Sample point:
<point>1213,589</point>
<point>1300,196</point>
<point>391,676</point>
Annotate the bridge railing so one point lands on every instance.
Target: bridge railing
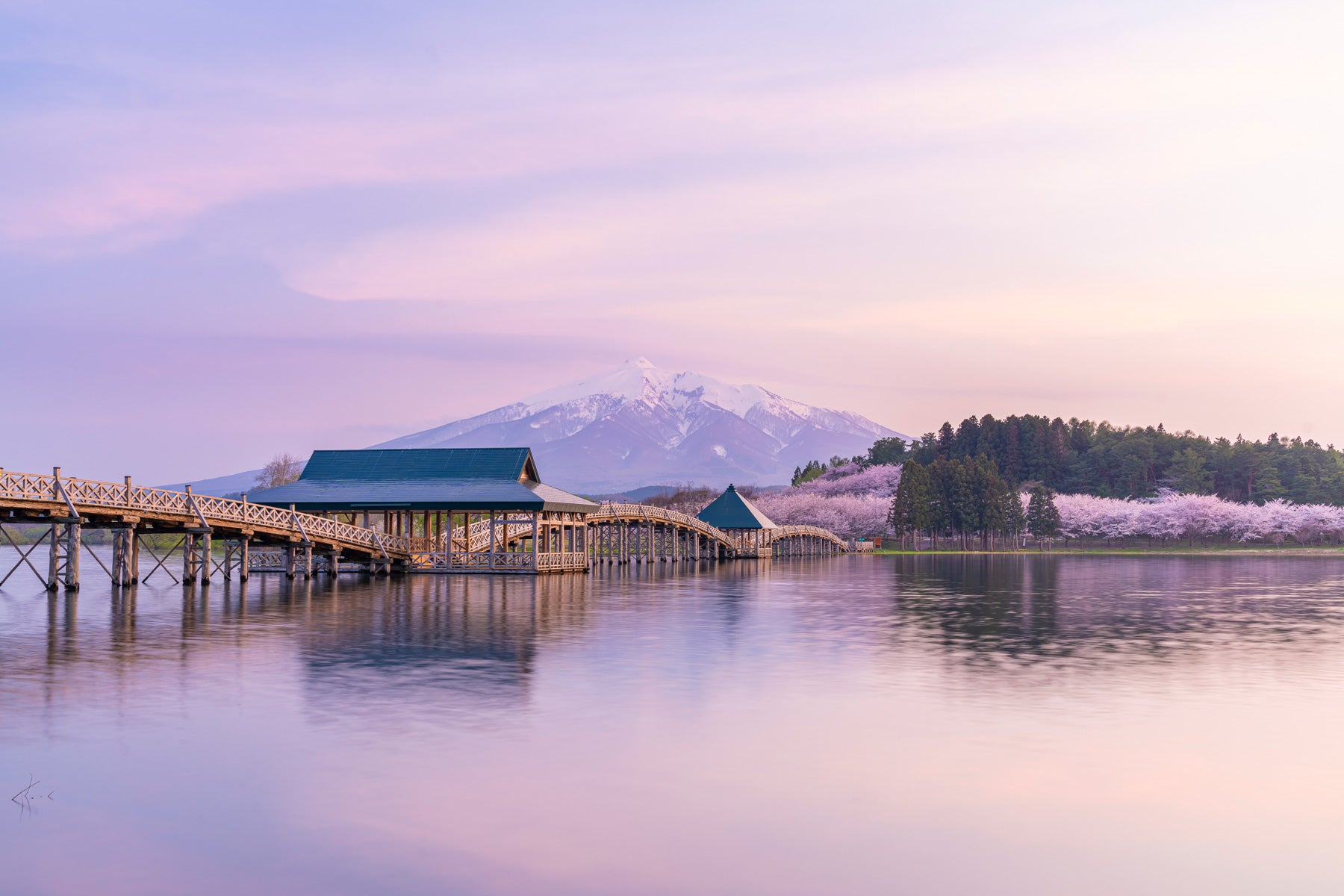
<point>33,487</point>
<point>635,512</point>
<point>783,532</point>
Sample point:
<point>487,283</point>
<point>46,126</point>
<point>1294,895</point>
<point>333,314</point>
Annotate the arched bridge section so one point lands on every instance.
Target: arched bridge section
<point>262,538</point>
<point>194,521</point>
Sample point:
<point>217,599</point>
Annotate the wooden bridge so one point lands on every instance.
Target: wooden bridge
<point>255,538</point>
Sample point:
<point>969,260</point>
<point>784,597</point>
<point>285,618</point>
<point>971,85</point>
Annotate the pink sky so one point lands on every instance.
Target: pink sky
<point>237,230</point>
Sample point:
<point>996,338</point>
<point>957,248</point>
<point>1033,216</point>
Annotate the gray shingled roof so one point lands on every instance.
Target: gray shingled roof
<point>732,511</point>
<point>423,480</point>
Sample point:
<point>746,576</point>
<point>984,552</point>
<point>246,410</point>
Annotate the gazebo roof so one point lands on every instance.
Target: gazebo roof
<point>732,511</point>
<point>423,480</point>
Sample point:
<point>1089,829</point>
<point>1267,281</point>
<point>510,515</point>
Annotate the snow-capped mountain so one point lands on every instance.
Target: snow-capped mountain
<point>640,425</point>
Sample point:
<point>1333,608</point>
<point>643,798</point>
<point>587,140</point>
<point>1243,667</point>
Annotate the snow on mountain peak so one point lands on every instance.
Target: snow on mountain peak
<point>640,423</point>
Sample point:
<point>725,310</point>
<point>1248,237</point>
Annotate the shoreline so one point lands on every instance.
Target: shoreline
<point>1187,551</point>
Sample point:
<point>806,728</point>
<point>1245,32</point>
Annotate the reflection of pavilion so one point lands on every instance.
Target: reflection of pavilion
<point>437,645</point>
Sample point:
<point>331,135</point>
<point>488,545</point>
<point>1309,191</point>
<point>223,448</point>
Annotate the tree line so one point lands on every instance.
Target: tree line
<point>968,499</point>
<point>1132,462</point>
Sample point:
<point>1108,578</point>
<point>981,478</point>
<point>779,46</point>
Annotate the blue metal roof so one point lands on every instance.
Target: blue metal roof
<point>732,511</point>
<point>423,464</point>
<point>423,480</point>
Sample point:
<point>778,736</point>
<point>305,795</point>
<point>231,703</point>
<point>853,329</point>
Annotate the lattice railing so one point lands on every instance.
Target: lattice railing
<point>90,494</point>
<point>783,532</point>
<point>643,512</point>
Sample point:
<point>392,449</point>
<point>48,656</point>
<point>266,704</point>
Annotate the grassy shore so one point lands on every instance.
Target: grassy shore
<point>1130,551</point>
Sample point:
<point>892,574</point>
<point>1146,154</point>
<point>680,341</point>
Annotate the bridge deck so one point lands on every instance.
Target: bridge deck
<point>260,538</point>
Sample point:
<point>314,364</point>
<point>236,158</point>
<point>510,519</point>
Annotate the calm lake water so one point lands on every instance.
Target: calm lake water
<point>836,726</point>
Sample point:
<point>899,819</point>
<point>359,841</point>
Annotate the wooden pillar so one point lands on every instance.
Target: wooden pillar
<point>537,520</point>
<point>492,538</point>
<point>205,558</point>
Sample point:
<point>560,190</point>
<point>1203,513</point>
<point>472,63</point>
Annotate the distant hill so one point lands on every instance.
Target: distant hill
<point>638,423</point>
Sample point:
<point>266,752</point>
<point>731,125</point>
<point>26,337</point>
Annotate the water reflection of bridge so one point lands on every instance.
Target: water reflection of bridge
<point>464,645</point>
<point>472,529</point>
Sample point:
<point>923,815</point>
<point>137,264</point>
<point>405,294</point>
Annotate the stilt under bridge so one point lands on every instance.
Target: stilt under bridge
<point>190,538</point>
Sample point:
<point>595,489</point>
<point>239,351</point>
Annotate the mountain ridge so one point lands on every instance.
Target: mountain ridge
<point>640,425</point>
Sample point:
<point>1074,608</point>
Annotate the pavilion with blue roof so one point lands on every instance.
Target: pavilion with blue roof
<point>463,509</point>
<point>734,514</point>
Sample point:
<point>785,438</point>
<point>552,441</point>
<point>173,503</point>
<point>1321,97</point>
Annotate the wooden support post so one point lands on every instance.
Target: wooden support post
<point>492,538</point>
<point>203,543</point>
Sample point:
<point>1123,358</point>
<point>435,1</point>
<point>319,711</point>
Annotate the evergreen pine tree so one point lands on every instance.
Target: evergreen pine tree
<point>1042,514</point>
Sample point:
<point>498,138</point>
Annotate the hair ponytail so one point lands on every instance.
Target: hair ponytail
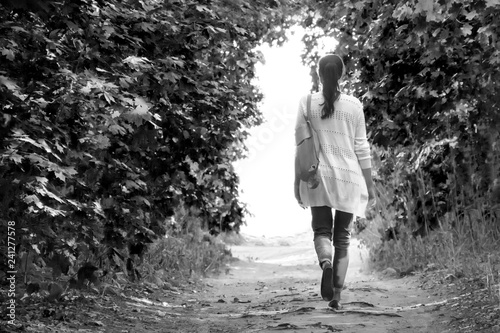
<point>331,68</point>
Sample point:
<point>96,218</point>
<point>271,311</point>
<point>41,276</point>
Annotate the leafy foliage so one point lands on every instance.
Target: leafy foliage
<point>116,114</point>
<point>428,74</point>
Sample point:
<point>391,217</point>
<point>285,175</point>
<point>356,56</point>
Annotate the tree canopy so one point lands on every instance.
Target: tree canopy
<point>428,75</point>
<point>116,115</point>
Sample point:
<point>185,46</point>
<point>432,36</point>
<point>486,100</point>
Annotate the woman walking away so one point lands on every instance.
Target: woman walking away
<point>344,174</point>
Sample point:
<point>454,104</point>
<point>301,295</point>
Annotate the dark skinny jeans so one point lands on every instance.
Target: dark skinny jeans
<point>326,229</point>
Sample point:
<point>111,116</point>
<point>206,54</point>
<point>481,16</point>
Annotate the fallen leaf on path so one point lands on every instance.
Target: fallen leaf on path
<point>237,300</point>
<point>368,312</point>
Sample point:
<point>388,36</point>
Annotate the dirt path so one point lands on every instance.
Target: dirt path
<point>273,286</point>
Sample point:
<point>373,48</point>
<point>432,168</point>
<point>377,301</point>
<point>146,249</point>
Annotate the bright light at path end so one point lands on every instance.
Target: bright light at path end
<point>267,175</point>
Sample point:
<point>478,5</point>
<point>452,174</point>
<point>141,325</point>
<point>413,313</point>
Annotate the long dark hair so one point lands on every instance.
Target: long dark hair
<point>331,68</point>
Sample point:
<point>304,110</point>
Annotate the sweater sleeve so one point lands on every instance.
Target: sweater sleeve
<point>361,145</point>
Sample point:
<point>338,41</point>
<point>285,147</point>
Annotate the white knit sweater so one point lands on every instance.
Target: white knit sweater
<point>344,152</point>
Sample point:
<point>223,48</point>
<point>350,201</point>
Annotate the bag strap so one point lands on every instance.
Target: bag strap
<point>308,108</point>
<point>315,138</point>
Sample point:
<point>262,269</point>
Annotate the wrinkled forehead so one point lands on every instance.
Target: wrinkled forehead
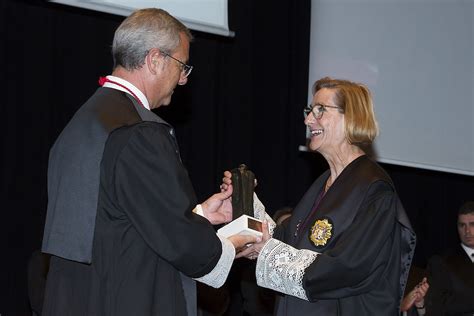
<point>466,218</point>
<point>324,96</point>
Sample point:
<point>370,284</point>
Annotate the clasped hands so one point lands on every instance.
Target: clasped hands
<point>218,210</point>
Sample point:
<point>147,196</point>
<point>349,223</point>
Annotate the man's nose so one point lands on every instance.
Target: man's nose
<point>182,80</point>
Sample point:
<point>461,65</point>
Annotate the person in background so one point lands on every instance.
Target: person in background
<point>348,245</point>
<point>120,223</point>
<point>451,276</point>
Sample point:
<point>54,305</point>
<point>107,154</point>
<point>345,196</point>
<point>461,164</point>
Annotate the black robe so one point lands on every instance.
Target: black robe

PROBLEM DESCRIPTION
Pull out every line of the listing above that contains the word "robe". Case counts.

OUTPUT BELOW
Annotate the black robe so one point lands on every instance.
Target: black robe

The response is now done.